- **Dataset records**
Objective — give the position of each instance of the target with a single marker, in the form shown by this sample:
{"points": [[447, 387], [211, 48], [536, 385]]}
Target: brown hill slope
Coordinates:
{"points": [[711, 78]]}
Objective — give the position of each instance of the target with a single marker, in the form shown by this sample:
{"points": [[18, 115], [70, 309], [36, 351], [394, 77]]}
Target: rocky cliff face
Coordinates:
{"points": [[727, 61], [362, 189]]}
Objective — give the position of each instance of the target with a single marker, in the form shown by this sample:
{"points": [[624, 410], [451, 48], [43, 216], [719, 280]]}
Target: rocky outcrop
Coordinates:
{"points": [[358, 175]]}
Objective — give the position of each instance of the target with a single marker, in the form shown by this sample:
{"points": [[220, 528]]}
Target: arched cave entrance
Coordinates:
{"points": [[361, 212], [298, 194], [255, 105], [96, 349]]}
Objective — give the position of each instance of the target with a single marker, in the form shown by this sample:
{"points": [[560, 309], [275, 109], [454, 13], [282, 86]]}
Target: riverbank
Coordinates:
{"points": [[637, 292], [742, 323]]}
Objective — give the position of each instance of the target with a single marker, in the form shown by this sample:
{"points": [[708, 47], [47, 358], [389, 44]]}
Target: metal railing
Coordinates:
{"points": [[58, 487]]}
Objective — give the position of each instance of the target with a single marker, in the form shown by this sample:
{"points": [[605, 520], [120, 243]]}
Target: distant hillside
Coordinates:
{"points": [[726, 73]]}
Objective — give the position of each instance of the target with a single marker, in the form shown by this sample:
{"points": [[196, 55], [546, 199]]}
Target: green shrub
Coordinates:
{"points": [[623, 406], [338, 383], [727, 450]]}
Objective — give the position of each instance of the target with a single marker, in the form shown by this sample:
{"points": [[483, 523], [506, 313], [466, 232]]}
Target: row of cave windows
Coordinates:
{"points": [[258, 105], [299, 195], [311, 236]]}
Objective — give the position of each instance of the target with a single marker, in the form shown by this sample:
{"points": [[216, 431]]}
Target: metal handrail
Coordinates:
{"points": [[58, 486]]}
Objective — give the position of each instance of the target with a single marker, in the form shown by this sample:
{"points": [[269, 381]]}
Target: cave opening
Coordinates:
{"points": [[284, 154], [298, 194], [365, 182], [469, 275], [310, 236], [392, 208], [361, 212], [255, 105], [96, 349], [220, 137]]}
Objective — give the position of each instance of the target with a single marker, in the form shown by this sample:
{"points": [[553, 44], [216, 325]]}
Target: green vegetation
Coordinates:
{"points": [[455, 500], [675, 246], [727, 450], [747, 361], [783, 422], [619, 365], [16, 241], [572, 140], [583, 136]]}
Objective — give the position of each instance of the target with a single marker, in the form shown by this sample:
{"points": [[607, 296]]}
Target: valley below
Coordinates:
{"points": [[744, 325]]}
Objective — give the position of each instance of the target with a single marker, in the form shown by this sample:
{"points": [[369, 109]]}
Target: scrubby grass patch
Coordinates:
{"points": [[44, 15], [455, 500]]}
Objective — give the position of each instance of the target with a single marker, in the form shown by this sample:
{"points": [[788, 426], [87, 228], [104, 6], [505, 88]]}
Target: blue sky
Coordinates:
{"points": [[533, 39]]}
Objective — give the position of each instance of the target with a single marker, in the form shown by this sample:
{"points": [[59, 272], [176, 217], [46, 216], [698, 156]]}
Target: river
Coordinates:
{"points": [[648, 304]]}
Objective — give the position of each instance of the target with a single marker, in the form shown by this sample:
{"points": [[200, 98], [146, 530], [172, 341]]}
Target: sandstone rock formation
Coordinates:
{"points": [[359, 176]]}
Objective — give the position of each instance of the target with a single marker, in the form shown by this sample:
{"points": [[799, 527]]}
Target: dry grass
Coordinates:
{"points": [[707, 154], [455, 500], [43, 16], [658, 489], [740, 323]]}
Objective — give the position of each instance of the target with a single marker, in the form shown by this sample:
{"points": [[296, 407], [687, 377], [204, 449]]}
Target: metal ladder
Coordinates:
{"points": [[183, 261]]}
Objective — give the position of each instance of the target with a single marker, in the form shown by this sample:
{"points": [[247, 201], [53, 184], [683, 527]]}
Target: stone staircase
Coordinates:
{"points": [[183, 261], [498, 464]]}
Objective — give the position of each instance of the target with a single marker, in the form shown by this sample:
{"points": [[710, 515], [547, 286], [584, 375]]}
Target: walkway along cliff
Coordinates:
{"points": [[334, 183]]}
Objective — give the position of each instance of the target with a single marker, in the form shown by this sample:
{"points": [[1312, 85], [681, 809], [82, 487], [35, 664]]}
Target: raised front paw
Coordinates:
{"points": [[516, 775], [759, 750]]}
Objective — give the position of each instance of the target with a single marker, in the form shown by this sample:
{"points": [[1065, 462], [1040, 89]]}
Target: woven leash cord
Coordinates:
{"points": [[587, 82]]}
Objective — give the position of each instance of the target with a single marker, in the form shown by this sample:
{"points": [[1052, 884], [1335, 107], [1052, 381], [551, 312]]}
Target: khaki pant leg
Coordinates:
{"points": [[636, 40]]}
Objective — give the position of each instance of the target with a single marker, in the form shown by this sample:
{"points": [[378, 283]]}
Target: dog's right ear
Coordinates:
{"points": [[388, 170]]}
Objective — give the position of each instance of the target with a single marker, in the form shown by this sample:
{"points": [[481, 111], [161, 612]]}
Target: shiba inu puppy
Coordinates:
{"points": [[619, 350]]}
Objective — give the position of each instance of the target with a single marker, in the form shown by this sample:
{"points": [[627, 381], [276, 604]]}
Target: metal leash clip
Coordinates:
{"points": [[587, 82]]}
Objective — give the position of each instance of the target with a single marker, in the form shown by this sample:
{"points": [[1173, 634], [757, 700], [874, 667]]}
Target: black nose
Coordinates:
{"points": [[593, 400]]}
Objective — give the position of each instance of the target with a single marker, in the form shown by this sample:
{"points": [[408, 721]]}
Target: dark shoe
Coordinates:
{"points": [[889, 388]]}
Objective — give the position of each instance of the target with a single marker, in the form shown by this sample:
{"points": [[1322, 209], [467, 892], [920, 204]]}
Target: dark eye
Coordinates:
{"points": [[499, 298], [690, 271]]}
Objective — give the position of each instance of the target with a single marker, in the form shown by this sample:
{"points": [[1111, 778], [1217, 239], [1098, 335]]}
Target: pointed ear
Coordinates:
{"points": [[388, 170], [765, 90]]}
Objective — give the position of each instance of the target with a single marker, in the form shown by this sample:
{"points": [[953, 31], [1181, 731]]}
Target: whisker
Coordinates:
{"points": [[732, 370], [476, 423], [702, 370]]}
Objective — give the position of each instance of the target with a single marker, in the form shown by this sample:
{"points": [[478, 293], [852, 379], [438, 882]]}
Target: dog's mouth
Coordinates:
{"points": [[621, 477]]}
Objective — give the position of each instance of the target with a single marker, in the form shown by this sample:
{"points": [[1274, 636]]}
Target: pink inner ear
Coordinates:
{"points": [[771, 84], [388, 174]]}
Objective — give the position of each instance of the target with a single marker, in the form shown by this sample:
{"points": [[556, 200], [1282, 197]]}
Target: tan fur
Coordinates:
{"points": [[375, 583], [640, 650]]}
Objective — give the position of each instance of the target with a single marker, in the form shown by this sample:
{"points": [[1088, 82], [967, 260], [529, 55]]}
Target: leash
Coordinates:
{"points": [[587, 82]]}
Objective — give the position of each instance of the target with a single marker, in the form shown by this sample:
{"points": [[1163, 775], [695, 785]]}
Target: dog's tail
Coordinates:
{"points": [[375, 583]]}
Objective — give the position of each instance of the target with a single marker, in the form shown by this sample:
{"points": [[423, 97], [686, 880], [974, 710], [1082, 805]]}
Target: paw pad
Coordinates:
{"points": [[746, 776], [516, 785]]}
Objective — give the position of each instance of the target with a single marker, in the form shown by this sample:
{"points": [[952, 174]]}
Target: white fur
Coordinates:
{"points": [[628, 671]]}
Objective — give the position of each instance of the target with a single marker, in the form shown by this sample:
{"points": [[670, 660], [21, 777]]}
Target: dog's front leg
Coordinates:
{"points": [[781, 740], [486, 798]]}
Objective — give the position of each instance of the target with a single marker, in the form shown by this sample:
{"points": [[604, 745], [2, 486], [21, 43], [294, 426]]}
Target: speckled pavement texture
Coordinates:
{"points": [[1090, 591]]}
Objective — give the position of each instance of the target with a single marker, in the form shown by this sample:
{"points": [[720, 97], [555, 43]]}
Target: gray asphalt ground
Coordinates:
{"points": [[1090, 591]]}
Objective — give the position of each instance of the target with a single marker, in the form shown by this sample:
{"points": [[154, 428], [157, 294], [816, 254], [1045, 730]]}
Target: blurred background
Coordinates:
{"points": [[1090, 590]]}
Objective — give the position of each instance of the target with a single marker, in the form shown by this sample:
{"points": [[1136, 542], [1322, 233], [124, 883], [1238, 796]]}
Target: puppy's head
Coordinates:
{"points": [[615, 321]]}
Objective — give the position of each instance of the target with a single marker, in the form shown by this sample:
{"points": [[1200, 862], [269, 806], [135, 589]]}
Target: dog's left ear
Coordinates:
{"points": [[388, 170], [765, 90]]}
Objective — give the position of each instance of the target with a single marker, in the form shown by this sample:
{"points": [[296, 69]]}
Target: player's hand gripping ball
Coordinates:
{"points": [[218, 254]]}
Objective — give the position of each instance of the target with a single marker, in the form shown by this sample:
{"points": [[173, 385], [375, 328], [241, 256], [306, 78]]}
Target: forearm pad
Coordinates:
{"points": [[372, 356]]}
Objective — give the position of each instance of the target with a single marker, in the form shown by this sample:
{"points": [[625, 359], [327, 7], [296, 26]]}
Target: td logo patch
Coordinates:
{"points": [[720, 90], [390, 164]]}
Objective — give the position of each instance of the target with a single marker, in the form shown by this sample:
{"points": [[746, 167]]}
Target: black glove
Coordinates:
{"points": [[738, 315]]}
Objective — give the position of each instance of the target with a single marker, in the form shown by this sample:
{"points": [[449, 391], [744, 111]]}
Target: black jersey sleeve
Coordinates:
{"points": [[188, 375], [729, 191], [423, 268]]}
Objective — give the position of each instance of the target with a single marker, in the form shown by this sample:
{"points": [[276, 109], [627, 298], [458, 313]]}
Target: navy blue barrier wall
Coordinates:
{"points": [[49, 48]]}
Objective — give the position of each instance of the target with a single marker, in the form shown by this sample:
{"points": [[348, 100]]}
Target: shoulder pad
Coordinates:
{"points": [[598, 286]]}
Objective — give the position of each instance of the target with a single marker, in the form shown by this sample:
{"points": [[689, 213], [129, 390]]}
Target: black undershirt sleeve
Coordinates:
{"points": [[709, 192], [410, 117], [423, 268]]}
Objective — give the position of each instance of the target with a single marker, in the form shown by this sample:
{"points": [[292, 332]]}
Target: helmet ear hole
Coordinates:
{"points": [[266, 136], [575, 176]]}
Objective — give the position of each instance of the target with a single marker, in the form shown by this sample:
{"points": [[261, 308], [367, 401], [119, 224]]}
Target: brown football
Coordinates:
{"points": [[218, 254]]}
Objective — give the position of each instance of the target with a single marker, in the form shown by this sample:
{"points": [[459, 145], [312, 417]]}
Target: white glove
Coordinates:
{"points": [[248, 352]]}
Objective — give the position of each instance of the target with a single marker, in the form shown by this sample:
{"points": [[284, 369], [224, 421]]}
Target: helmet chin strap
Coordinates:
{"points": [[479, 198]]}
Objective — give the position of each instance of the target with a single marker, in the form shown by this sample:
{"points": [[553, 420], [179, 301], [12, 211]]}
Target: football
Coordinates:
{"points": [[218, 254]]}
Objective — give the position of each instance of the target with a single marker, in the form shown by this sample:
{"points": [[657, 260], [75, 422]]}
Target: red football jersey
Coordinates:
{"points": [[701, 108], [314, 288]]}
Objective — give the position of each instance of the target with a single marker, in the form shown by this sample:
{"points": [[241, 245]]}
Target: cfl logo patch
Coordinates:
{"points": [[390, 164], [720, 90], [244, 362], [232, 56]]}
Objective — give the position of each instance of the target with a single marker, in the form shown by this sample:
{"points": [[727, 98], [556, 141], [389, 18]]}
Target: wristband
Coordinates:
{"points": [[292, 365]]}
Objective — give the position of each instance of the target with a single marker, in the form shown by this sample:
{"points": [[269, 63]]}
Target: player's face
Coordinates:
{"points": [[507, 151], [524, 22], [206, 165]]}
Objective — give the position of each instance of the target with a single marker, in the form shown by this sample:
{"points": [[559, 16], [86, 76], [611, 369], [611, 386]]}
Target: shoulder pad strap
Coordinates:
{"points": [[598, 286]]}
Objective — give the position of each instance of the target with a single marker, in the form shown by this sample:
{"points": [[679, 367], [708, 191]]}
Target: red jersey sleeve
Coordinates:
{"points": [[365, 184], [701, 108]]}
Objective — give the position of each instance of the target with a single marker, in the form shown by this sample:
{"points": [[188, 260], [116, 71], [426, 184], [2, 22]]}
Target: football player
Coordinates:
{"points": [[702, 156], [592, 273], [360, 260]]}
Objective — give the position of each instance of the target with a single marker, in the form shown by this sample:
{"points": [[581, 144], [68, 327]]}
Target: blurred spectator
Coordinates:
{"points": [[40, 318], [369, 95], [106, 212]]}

- **Exercise description**
Above are the records; from them, give again exactly the lines from the one containing "Target: brown football" to the one containing "Target: white glove", both lines included, and nothing more.

- **Response**
Target: brown football
Coordinates:
{"points": [[218, 254]]}
Objective — give the position of each instance of the target with a single marker, in the form shown by this sample:
{"points": [[459, 145], [312, 417]]}
Target: white glove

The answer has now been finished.